List each line of the data below that contains the string "sign", treating uppercase and lowercase letters as distinct.

§ DATA LINES
-.-.-
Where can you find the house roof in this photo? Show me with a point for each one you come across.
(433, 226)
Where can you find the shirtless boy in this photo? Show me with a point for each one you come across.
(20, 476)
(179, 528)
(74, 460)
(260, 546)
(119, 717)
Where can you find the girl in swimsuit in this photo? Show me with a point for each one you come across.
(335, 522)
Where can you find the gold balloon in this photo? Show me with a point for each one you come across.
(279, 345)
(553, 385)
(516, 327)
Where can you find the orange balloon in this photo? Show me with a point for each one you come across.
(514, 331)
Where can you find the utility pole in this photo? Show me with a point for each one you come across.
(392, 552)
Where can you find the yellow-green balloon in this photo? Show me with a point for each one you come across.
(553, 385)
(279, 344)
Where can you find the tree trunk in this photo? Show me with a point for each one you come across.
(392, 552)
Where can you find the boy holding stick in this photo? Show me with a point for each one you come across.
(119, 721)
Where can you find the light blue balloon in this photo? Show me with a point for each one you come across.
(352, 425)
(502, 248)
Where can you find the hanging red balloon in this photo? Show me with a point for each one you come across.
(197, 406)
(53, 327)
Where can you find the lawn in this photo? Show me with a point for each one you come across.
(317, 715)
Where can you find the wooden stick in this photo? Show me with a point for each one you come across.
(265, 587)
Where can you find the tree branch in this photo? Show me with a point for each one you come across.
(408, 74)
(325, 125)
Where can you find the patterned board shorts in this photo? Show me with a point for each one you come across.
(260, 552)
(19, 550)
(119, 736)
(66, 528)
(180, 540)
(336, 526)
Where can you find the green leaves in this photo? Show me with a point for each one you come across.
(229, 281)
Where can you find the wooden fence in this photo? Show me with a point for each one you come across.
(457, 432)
-.-.-
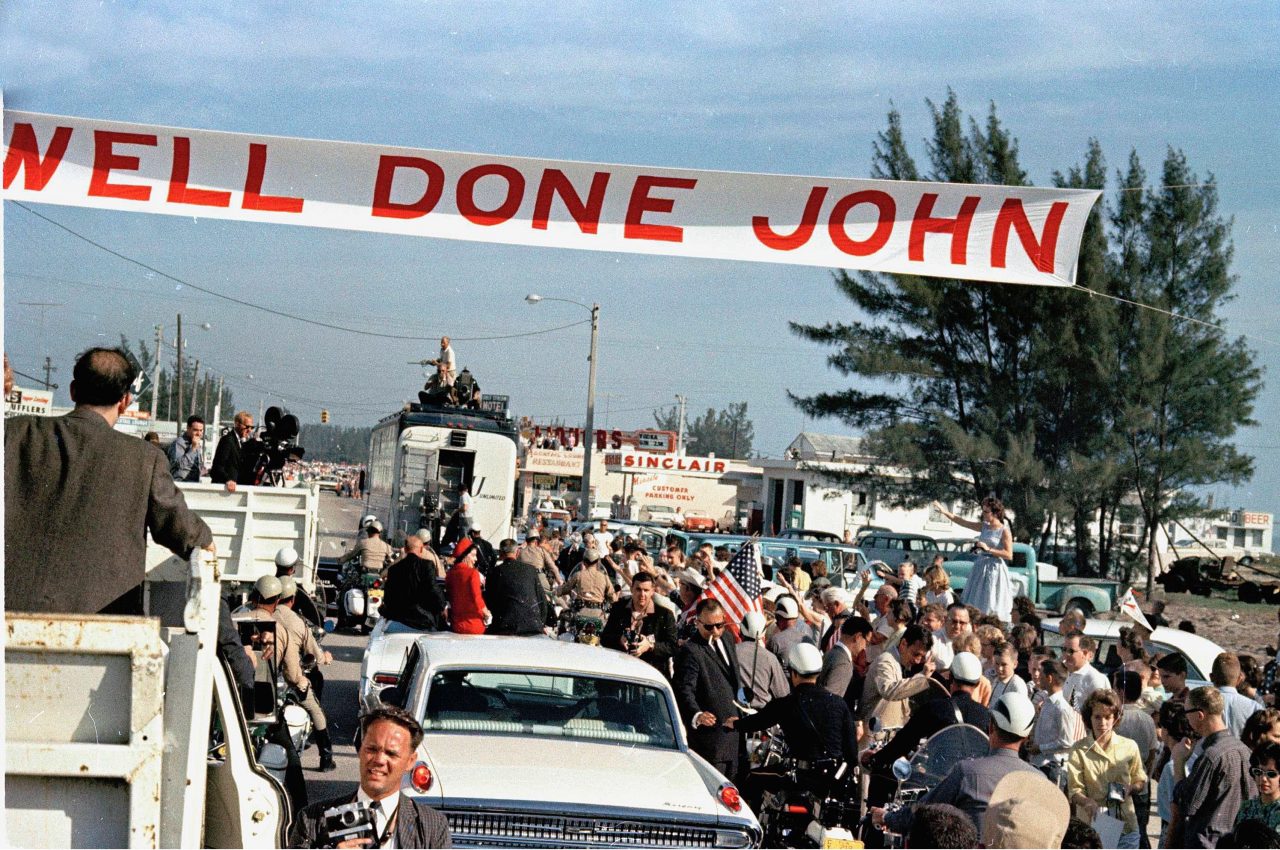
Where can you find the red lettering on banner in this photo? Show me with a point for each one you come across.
-.-.-
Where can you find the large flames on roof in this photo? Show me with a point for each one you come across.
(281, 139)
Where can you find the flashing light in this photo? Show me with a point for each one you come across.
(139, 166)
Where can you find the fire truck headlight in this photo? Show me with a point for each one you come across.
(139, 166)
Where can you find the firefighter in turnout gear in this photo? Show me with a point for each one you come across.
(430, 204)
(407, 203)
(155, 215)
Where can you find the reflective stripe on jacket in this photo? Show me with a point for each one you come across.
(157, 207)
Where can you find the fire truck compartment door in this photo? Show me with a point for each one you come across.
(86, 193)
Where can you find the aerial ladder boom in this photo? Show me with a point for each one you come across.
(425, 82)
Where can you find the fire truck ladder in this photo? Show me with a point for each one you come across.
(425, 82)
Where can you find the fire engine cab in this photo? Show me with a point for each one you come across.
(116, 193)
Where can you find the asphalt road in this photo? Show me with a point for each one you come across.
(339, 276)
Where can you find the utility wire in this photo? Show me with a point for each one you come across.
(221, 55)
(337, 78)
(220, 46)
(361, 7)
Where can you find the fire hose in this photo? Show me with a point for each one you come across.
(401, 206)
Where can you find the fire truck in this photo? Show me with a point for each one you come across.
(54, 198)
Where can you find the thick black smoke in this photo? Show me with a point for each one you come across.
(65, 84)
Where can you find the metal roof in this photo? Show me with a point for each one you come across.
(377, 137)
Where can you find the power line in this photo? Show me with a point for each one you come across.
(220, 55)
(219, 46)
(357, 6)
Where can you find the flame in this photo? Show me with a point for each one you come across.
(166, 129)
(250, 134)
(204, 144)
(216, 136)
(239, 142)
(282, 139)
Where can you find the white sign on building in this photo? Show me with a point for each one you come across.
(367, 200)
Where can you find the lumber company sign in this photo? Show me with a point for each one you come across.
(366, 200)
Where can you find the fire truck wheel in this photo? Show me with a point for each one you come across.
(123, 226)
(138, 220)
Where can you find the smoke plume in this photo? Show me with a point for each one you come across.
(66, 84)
-.-.-
§ ANSWER FOR THE TASK
Where can you find the white sign on building in this photo? Show me with a point for each one you come across.
Where can you find the lumber company sign in this photo? Show me with a point for each one you come across.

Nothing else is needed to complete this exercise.